● **ЗАДАНИЕ**
Оформите в виде нумерованного списка строки, начиная со строки, где есть «Target: green grass pitch», и заканчивая строкой, где есть «(1067, 302)», включительно, пропустив пустые строки.

● **Фрагменты набора данных с разметкой местоположений**
────────────────────
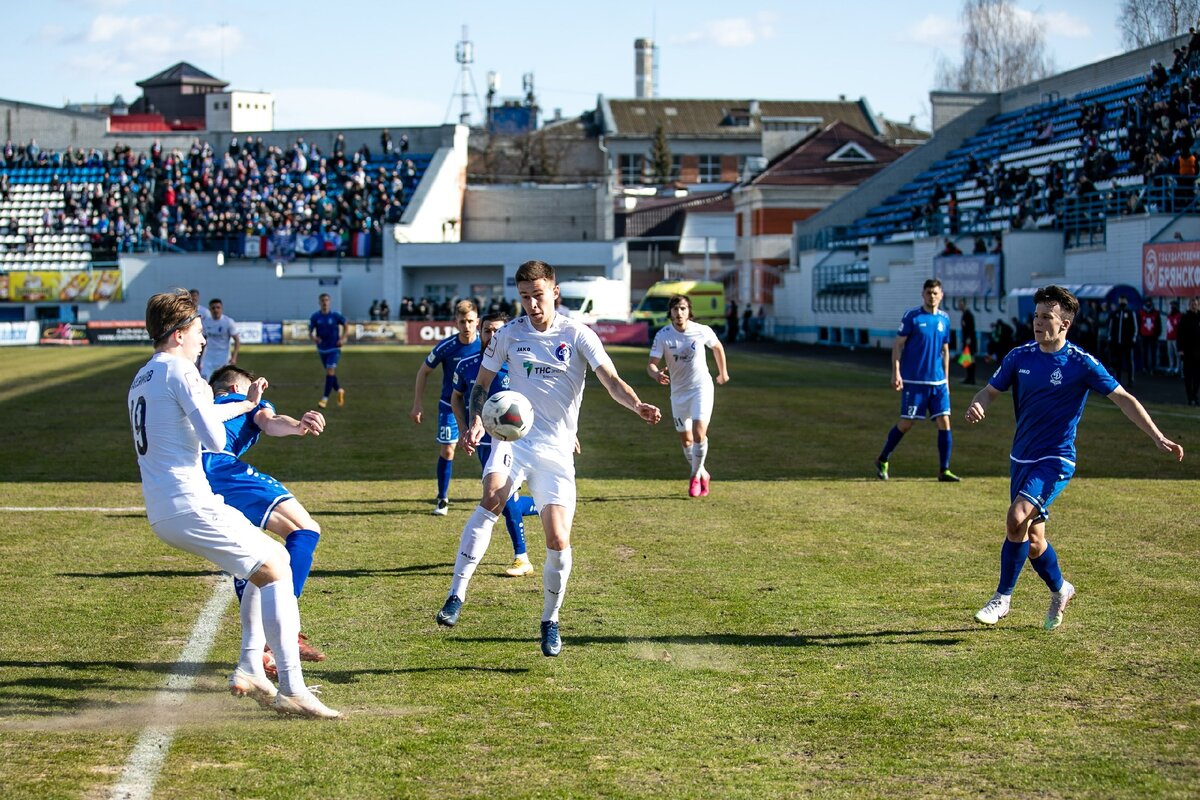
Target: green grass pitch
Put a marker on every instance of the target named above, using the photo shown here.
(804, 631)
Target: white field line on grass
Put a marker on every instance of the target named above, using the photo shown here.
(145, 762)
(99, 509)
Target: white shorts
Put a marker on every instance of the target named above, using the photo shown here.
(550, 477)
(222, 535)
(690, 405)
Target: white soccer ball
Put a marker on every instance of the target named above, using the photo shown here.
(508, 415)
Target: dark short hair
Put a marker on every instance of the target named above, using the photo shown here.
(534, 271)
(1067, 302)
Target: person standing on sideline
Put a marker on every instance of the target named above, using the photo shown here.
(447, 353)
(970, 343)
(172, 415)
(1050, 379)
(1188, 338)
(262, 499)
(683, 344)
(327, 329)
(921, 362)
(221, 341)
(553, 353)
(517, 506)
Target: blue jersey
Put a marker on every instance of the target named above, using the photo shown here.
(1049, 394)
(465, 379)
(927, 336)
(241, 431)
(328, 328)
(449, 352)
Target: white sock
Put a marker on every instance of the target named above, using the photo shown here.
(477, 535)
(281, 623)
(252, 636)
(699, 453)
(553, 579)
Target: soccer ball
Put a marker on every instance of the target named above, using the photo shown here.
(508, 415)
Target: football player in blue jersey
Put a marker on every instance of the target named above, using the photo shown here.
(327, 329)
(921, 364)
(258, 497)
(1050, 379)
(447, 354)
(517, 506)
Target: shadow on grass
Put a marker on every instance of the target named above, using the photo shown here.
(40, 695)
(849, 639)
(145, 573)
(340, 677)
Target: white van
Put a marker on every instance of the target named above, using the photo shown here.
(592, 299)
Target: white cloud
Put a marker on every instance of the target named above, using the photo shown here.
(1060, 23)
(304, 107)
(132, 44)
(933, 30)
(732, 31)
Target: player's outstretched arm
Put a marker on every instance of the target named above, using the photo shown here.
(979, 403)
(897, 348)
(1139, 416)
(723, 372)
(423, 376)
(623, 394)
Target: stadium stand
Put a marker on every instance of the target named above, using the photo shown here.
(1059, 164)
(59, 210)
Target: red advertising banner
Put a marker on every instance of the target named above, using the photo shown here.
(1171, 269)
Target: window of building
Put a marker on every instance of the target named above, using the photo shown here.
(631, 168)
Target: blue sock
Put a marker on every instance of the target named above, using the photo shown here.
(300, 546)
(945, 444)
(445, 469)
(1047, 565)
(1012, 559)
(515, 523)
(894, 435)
────────────────────
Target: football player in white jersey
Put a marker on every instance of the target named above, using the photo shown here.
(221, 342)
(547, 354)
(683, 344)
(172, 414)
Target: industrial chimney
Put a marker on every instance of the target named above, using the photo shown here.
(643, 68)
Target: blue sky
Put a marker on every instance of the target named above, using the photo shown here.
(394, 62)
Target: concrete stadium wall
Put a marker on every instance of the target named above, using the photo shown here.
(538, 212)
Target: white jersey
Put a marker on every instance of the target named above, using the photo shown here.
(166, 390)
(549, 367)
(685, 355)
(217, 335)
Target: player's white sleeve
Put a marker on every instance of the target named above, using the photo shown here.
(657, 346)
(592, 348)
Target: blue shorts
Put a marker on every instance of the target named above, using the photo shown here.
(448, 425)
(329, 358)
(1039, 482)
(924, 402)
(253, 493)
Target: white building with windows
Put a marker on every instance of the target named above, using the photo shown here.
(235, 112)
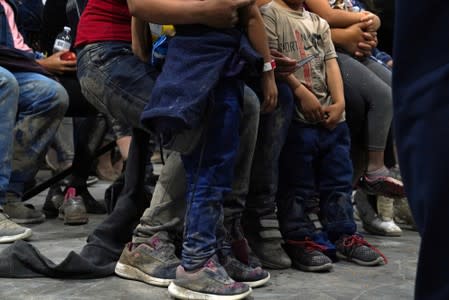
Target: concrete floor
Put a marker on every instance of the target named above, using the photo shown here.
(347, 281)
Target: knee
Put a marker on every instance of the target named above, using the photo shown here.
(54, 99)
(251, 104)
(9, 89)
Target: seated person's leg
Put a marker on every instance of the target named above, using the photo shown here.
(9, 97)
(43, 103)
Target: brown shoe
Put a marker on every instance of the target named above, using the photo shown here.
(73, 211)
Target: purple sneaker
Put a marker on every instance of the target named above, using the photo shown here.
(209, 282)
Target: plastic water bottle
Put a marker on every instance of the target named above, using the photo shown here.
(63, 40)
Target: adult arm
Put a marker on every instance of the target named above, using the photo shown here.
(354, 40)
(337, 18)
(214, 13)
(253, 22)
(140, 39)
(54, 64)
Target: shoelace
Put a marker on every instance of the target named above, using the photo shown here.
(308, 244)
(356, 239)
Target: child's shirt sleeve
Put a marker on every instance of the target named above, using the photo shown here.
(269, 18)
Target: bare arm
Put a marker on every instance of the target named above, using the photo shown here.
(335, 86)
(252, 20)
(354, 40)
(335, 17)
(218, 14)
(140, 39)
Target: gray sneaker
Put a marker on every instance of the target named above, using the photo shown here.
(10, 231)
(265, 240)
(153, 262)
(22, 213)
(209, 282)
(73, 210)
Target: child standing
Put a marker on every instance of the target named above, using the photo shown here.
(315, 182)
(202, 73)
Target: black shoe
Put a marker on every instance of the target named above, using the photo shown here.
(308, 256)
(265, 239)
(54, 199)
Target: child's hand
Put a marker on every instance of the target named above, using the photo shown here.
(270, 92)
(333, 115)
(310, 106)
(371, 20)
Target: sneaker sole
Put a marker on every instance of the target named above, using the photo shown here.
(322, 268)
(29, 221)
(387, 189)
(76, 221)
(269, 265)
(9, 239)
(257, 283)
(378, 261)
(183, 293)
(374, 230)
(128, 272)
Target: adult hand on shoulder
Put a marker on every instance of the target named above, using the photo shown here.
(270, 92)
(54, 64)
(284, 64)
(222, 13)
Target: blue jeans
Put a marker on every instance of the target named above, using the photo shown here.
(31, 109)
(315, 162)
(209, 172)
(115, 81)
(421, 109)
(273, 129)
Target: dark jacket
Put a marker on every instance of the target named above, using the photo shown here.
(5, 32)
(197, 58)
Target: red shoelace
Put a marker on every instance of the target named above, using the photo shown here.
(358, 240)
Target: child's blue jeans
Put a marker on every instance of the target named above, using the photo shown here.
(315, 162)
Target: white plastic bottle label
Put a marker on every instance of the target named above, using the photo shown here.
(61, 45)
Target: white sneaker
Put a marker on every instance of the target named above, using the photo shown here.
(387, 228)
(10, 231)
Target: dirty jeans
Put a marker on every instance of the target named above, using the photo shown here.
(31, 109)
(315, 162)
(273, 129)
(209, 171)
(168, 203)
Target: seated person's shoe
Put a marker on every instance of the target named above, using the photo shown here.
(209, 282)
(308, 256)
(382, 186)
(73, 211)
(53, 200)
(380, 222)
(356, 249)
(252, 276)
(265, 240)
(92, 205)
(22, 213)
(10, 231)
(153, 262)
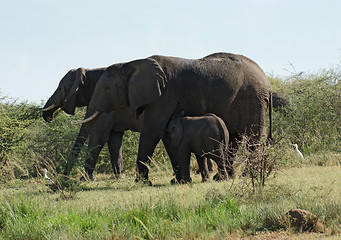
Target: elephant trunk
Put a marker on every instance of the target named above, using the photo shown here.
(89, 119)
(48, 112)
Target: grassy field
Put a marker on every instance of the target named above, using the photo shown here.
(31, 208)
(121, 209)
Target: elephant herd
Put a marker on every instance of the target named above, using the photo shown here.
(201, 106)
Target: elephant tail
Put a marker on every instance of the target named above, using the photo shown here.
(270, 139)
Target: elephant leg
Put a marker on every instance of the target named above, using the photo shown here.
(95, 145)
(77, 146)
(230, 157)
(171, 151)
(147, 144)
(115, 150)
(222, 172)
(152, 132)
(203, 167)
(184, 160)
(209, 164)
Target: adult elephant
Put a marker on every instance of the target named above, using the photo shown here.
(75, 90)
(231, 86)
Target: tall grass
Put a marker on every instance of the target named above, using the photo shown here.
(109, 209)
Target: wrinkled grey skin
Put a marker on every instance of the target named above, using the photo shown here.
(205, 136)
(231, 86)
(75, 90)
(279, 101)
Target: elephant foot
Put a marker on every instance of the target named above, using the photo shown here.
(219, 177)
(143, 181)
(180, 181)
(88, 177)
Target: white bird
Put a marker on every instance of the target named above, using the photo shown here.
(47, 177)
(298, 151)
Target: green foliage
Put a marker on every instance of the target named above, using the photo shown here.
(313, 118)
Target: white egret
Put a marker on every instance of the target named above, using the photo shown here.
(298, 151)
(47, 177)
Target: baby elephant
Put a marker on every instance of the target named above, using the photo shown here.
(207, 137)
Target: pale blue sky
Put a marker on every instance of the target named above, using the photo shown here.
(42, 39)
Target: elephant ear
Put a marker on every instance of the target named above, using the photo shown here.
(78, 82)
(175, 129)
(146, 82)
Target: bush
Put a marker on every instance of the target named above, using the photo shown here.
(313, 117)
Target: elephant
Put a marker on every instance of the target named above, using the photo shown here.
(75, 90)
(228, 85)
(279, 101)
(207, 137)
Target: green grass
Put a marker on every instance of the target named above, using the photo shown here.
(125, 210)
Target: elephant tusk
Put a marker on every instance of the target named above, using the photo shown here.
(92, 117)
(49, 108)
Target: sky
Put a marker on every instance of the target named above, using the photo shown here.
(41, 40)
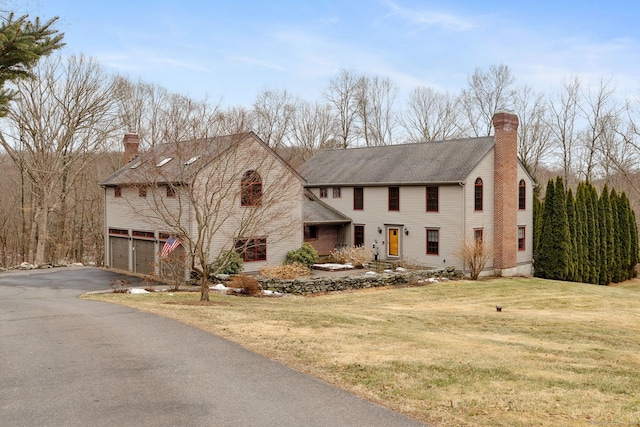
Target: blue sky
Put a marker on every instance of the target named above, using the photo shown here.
────────────────────
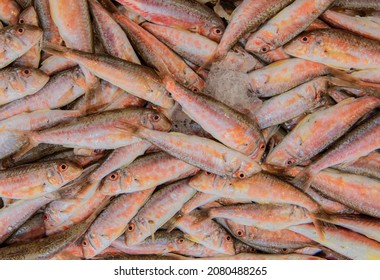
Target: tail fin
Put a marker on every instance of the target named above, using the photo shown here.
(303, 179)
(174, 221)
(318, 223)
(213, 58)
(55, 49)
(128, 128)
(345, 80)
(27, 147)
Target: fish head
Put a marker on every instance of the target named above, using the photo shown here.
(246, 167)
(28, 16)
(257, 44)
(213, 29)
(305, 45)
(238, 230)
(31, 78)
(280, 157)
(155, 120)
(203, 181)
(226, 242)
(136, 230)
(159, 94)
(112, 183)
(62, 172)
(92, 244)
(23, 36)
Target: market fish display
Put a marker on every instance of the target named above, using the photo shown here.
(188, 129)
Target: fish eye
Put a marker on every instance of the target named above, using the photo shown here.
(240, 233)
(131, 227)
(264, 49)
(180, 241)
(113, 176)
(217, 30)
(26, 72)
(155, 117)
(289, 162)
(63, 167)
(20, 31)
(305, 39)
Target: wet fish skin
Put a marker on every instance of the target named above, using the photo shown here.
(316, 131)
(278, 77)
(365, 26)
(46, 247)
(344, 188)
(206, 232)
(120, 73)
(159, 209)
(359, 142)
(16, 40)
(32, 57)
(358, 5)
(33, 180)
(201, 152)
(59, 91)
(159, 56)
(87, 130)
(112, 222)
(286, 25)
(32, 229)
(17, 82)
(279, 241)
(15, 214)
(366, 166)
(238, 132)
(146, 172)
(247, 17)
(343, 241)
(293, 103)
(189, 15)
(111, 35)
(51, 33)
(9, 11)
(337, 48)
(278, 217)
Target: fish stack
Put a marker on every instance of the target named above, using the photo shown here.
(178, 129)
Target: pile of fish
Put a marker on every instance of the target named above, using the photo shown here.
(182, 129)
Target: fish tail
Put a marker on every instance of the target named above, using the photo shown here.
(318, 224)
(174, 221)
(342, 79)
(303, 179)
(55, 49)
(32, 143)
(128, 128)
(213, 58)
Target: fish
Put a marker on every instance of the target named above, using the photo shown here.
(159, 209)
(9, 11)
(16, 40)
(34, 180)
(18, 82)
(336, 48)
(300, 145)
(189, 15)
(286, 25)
────────────────────
● **ОТВЕТ К ЗАДАНИЮ**
1. Target: green grass pitch
2. Put a marker on every instance of the target named above, using the photo shown here.
3. (804, 631)
4. Target: white field line on grass
5. Put a marker on every instance of the target named above, using the photo shown here.
6. (145, 762)
7. (99, 509)
8. Target: white shorts
9. Put a marker on every instance of the target named above, using the photo shown here.
10. (550, 477)
11. (222, 535)
12. (690, 405)
13. Target: white soccer ball
14. Put a marker on every instance of the target named above, using the photo shown here.
15. (508, 415)
16. Target: dark short hair
17. Put a marker on every instance of the target named above, using the photo shown here.
18. (534, 271)
19. (1067, 302)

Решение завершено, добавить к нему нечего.